▶ [Lo que se solicita]: Reproduzca íntegramente las líneas del listado desde la que contiene "Segment out red shorts from the image above." hasta la que contiene "149, 284, 192]]", ambas inclusive, e incremente en -126 cada una de las coordenadas que figuran en las respuestas.

▶ [Listado de entrada]:
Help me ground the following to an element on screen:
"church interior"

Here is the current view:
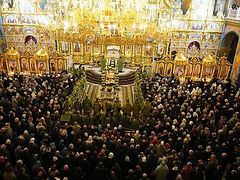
[0,0,240,180]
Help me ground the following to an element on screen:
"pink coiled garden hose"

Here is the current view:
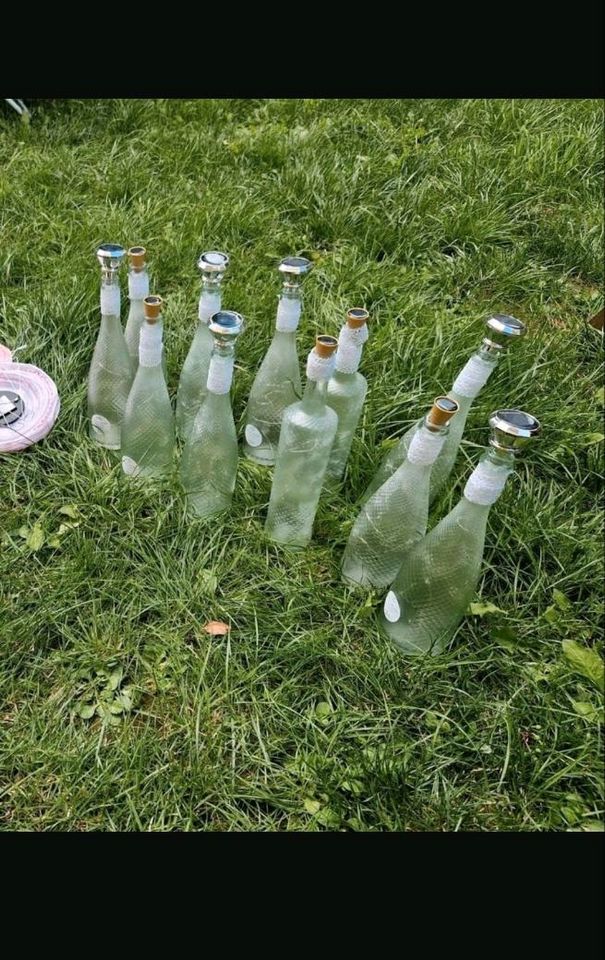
[0,344,60,453]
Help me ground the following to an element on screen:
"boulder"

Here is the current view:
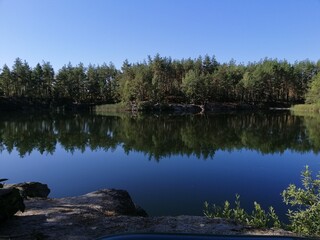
[0,189,292,240]
[5,182,50,199]
[0,188,25,222]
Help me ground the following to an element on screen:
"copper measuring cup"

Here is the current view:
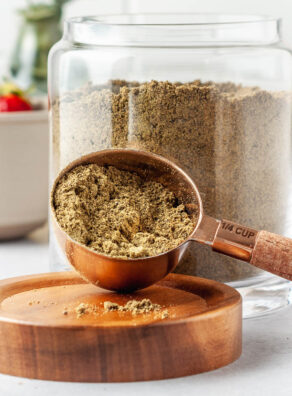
[50,149,292,291]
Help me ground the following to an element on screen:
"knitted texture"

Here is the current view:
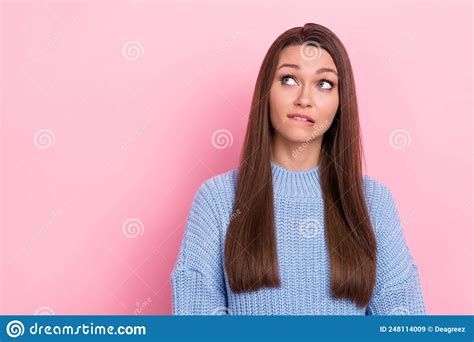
[170,162,426,315]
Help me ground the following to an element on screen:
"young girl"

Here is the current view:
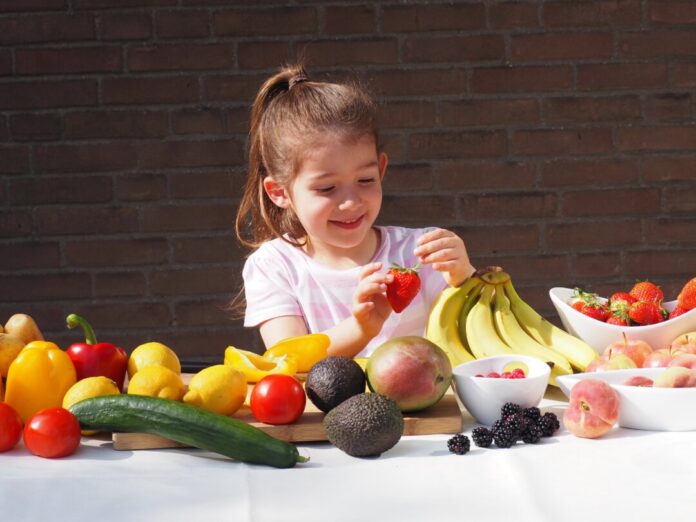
[236,65,474,357]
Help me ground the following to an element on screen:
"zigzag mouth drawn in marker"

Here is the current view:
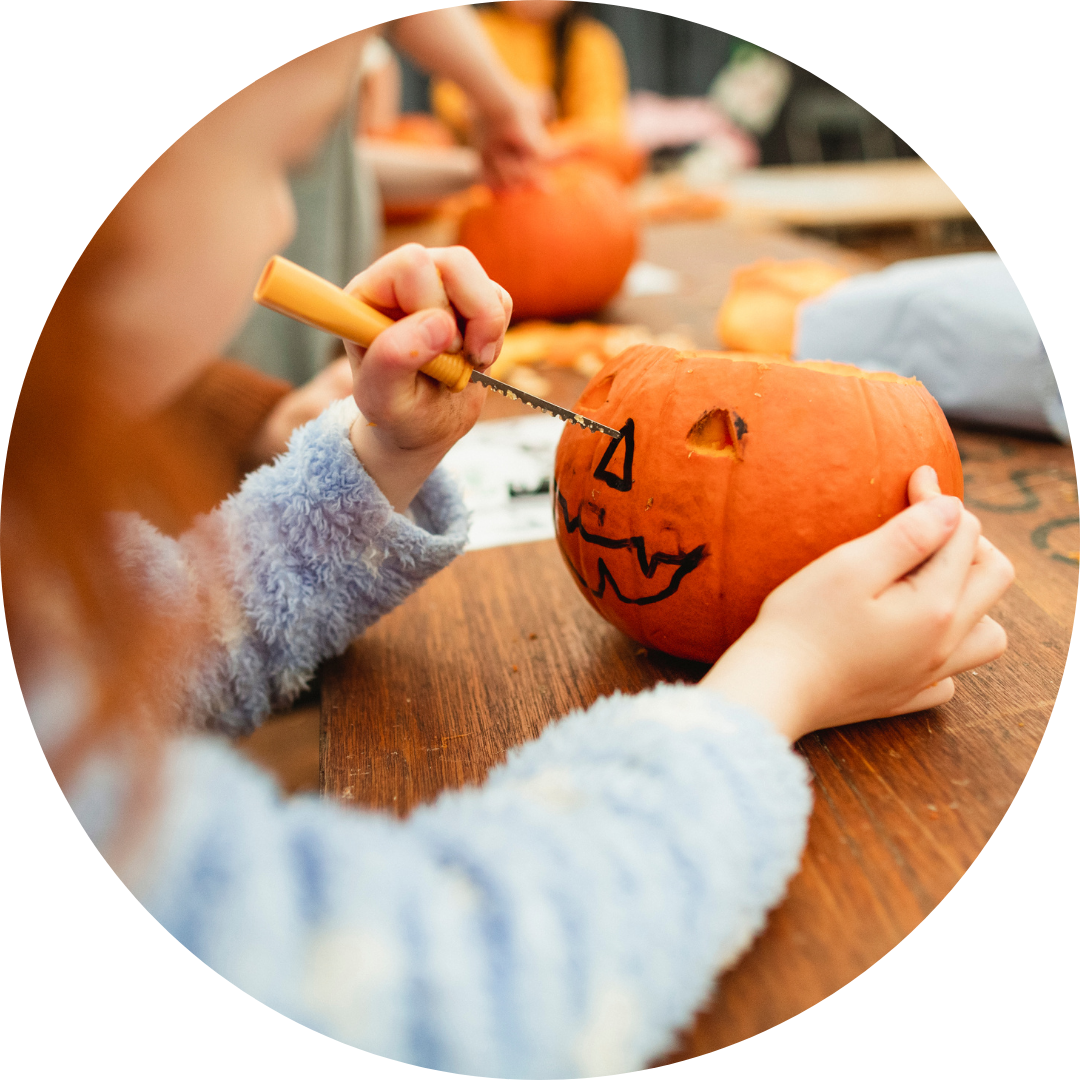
[555,487,705,605]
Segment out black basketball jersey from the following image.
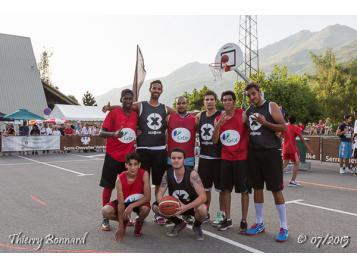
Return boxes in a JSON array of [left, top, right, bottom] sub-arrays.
[[167, 167, 198, 204], [246, 101, 281, 149], [198, 111, 222, 159], [137, 101, 167, 147]]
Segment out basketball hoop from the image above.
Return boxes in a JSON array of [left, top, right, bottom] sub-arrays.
[[209, 62, 223, 81]]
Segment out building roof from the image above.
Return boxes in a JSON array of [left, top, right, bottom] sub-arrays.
[[0, 34, 47, 115], [50, 104, 105, 121]]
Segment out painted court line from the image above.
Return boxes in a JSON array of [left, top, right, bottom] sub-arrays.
[[31, 195, 47, 206], [177, 226, 264, 253], [18, 156, 93, 176], [299, 180, 357, 191], [286, 199, 357, 217], [0, 158, 104, 166]]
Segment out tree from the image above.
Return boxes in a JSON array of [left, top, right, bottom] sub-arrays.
[[67, 95, 78, 103], [234, 66, 321, 123], [82, 90, 97, 106], [37, 49, 53, 85], [310, 49, 357, 124]]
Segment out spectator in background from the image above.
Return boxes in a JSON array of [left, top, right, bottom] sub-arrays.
[[336, 115, 353, 174], [41, 123, 52, 136], [41, 123, 52, 154], [58, 124, 66, 136], [352, 110, 357, 176], [316, 120, 325, 135], [298, 123, 305, 133], [3, 124, 16, 137], [19, 121, 30, 136], [30, 124, 41, 136], [81, 123, 91, 137], [64, 124, 74, 136], [325, 117, 332, 135], [52, 126, 62, 136], [30, 124, 41, 155]]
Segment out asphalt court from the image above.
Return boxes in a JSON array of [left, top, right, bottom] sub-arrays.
[[0, 153, 357, 253]]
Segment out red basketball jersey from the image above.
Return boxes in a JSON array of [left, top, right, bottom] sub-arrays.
[[102, 108, 138, 162], [216, 109, 248, 161], [119, 168, 145, 200], [167, 113, 196, 157], [283, 124, 301, 154]]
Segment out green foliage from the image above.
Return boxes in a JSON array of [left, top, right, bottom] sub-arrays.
[[82, 90, 97, 106], [310, 50, 357, 124], [37, 49, 53, 85]]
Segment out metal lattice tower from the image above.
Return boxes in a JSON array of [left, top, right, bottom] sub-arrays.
[[239, 15, 259, 77]]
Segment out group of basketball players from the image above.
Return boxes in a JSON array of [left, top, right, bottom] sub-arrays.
[[96, 80, 298, 242]]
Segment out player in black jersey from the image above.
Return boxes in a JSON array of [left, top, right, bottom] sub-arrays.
[[153, 148, 207, 240]]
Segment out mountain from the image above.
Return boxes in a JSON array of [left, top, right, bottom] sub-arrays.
[[96, 24, 357, 106], [259, 24, 357, 73], [95, 62, 237, 106]]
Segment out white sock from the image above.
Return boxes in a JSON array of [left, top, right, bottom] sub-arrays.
[[276, 204, 288, 230], [254, 203, 263, 223]]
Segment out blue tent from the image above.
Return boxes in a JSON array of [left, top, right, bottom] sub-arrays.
[[4, 109, 44, 120]]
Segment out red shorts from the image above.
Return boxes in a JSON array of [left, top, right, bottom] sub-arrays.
[[106, 199, 151, 214], [283, 152, 300, 163]]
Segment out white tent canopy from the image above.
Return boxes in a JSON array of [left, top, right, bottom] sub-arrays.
[[50, 104, 106, 121]]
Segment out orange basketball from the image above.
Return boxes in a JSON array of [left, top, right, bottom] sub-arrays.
[[159, 195, 180, 217]]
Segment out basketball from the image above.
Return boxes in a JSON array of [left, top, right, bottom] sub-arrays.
[[159, 195, 180, 217], [221, 54, 229, 63]]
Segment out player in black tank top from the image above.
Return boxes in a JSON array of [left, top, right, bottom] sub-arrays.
[[152, 148, 207, 240], [245, 83, 288, 242]]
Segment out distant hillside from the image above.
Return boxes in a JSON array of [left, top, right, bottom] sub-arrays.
[[96, 24, 357, 106]]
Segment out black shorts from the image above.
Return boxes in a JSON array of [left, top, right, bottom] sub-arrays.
[[198, 158, 221, 191], [220, 160, 252, 193], [99, 154, 126, 189], [136, 149, 167, 186], [352, 148, 357, 159], [248, 149, 284, 192]]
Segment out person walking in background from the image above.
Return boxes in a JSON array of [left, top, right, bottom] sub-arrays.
[[336, 114, 353, 174]]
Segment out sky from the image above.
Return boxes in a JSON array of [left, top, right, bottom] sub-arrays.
[[0, 14, 357, 100]]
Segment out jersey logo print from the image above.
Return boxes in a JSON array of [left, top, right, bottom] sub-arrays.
[[147, 113, 162, 130], [172, 190, 190, 202], [249, 114, 262, 131], [201, 124, 213, 141]]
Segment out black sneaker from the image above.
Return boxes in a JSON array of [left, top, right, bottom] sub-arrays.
[[218, 219, 233, 231], [239, 220, 248, 234], [192, 225, 205, 241], [166, 221, 187, 236], [101, 218, 110, 231], [182, 215, 194, 225], [202, 213, 210, 223]]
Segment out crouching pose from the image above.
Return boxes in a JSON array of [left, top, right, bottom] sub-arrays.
[[102, 153, 151, 241], [153, 148, 207, 240]]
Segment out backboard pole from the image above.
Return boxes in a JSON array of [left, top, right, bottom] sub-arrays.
[[234, 67, 251, 84]]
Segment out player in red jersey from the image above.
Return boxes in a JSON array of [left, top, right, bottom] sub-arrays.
[[213, 91, 252, 233], [99, 89, 138, 231], [102, 153, 151, 241], [283, 116, 313, 186]]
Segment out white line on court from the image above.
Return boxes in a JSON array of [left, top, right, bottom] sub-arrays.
[[69, 153, 104, 159], [181, 226, 264, 253], [285, 199, 357, 217], [17, 156, 93, 176], [0, 158, 103, 166]]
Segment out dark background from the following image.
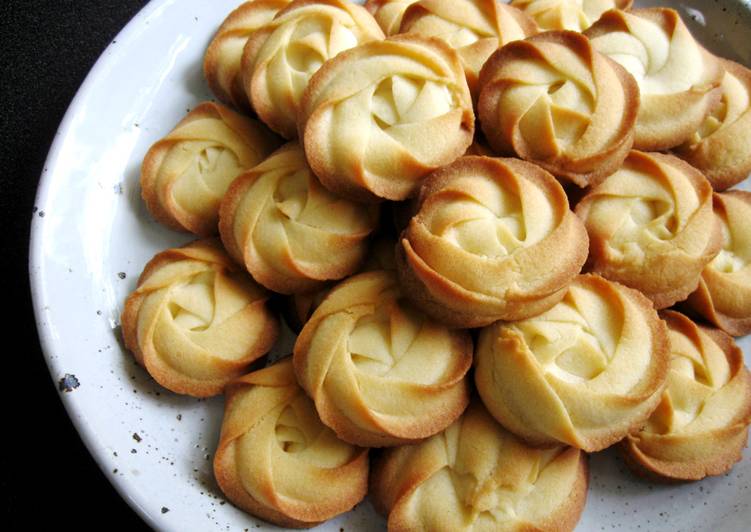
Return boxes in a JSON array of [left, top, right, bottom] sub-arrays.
[[0, 0, 148, 530]]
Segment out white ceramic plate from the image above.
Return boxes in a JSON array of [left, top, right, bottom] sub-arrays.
[[30, 0, 751, 531]]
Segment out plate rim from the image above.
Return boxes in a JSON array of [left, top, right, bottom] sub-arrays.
[[28, 0, 175, 530]]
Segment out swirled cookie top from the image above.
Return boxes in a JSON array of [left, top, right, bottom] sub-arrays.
[[365, 0, 418, 35], [509, 277, 653, 388], [214, 359, 368, 528], [708, 192, 751, 278], [587, 8, 716, 96], [644, 312, 749, 435], [300, 35, 474, 200], [203, 0, 291, 109], [141, 102, 278, 236], [511, 0, 632, 31], [243, 0, 383, 138], [375, 404, 586, 531], [480, 32, 638, 166], [221, 143, 378, 292], [316, 270, 468, 384], [577, 151, 714, 263], [400, 0, 537, 88]]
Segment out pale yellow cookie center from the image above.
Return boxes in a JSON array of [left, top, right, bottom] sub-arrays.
[[645, 329, 730, 434], [592, 14, 704, 96], [709, 215, 751, 273], [347, 293, 455, 384], [167, 271, 216, 332], [512, 286, 623, 384], [422, 172, 556, 259], [371, 75, 453, 130], [411, 426, 568, 530], [511, 0, 615, 31], [169, 141, 244, 212]]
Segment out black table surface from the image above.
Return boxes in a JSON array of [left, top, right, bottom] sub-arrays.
[[0, 0, 150, 530]]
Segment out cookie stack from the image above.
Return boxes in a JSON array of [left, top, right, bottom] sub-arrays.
[[122, 0, 751, 530]]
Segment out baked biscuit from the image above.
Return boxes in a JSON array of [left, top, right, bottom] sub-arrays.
[[284, 237, 396, 333], [203, 0, 291, 111], [585, 7, 724, 151], [121, 239, 279, 397], [478, 31, 639, 187], [242, 0, 383, 139], [294, 270, 472, 447], [622, 311, 751, 480], [576, 151, 722, 309], [511, 0, 633, 31], [141, 102, 279, 236], [300, 35, 474, 201], [214, 358, 368, 528], [399, 0, 538, 94], [371, 402, 588, 532], [686, 190, 751, 336], [475, 275, 670, 452], [219, 142, 378, 294], [365, 0, 417, 36], [397, 157, 588, 328], [676, 59, 751, 191]]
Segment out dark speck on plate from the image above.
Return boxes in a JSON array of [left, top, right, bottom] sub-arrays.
[[57, 373, 81, 392]]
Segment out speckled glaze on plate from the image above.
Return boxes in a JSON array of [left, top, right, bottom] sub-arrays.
[[30, 0, 751, 532]]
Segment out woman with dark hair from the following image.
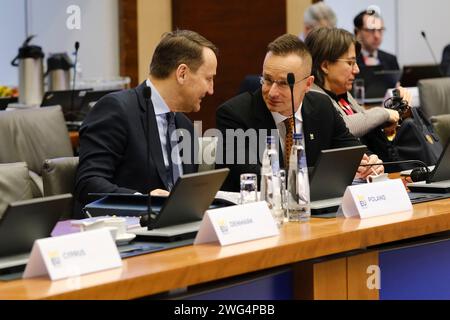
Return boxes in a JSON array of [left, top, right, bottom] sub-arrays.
[[305, 28, 410, 138]]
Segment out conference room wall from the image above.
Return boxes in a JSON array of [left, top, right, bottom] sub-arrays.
[[0, 0, 119, 85], [325, 0, 450, 65], [0, 0, 26, 85]]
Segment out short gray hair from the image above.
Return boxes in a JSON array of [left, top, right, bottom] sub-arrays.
[[303, 2, 337, 28]]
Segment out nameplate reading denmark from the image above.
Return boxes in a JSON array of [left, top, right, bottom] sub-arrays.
[[194, 201, 279, 246], [338, 179, 412, 219], [23, 229, 122, 280]]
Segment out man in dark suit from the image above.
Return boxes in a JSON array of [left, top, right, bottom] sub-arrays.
[[353, 10, 400, 73], [353, 10, 400, 98], [75, 30, 217, 205], [216, 34, 384, 191]]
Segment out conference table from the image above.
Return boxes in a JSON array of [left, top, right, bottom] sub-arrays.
[[0, 192, 450, 299]]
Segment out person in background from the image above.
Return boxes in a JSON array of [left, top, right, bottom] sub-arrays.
[[216, 34, 384, 191], [75, 30, 217, 210], [305, 28, 399, 138], [238, 2, 337, 94], [353, 10, 400, 70], [305, 28, 412, 172], [300, 1, 337, 40]]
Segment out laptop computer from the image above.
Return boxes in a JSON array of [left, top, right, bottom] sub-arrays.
[[406, 139, 450, 193], [84, 168, 229, 241], [41, 89, 92, 125], [0, 194, 72, 270], [309, 145, 367, 214], [400, 64, 442, 87]]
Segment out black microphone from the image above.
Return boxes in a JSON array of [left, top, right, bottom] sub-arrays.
[[139, 85, 155, 230], [420, 30, 439, 65], [360, 160, 433, 183], [70, 41, 80, 120], [287, 72, 297, 133]]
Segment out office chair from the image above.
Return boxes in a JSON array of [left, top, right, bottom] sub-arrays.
[[42, 157, 81, 220], [0, 106, 73, 194], [417, 77, 450, 119], [0, 162, 42, 219], [430, 114, 450, 146]]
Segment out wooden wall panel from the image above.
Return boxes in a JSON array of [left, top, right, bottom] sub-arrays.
[[118, 0, 139, 87], [172, 0, 286, 130]]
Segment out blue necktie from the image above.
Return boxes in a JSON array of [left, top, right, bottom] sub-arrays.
[[166, 112, 180, 191]]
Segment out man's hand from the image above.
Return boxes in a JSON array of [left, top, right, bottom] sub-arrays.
[[397, 86, 412, 106], [356, 154, 384, 180], [385, 108, 400, 123]]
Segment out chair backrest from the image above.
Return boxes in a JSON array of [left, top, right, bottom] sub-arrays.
[[417, 77, 450, 118], [42, 157, 81, 220], [0, 106, 73, 175], [42, 157, 78, 197], [198, 137, 218, 172], [431, 114, 450, 146], [0, 162, 41, 219]]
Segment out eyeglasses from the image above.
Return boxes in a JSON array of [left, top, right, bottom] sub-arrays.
[[361, 27, 386, 34], [259, 75, 309, 89], [336, 59, 358, 68]]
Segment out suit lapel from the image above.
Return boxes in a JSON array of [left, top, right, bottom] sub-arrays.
[[175, 113, 197, 174], [249, 89, 284, 163], [302, 94, 323, 165], [135, 82, 168, 188]]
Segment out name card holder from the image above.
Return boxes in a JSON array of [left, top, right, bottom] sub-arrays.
[[23, 229, 122, 280], [194, 201, 279, 246], [337, 179, 412, 219]]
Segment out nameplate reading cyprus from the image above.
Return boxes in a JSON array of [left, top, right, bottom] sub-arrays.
[[23, 229, 122, 280], [194, 201, 279, 246], [338, 179, 412, 219]]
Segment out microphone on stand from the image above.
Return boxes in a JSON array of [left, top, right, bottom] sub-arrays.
[[139, 86, 156, 230], [287, 72, 297, 133], [420, 30, 442, 75], [70, 41, 80, 123], [360, 160, 434, 183]]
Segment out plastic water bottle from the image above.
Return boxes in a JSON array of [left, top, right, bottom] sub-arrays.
[[287, 133, 311, 222], [261, 136, 284, 226]]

▶ [Respuesta]:
Segment out red shorts from the image above.
Return boxes in a JSON array of [left, top, right, bottom] sub-arrays.
[[-20, 73, 25, 88], [157, 26, 174, 37]]
Segment out white tent canopy from the image above.
Return boxes in a JSON array of [left, top, right, bottom] sub-arrays.
[[-76, -22, -20, -5]]
Segment out orange basketball from the image above.
Return boxes in a JSON array of [left, top, right, bottom] sub-arrays.
[[33, 69, 54, 91]]
Segment out basketball from the image above.
Return boxes in a JSON array of [left, top, right, bottom] sub-arrays.
[[33, 69, 54, 91], [95, -72, 103, -63]]
Segment out player in black tank top from the image above.
Return boxes in a JSON array of [left, top, right, bottom] sub-arrays.
[[26, 22, 81, 114], [119, -43, 162, 116]]
Segment out distant hillside from the image above.
Return boxes in a JSON array of [left, top, right, bottom] sub-arrays.
[[-30, -102, 231, -20]]
Segment out black shorts from the image above.
Return boxes in a JSON array of [left, top, right, bottom] sub-arrays.
[[72, 32, 95, 65], [94, 34, 126, 67], [-27, 28, 0, 63], [10, 23, 41, 60], [226, 22, 231, 33], [122, 23, 158, 66]]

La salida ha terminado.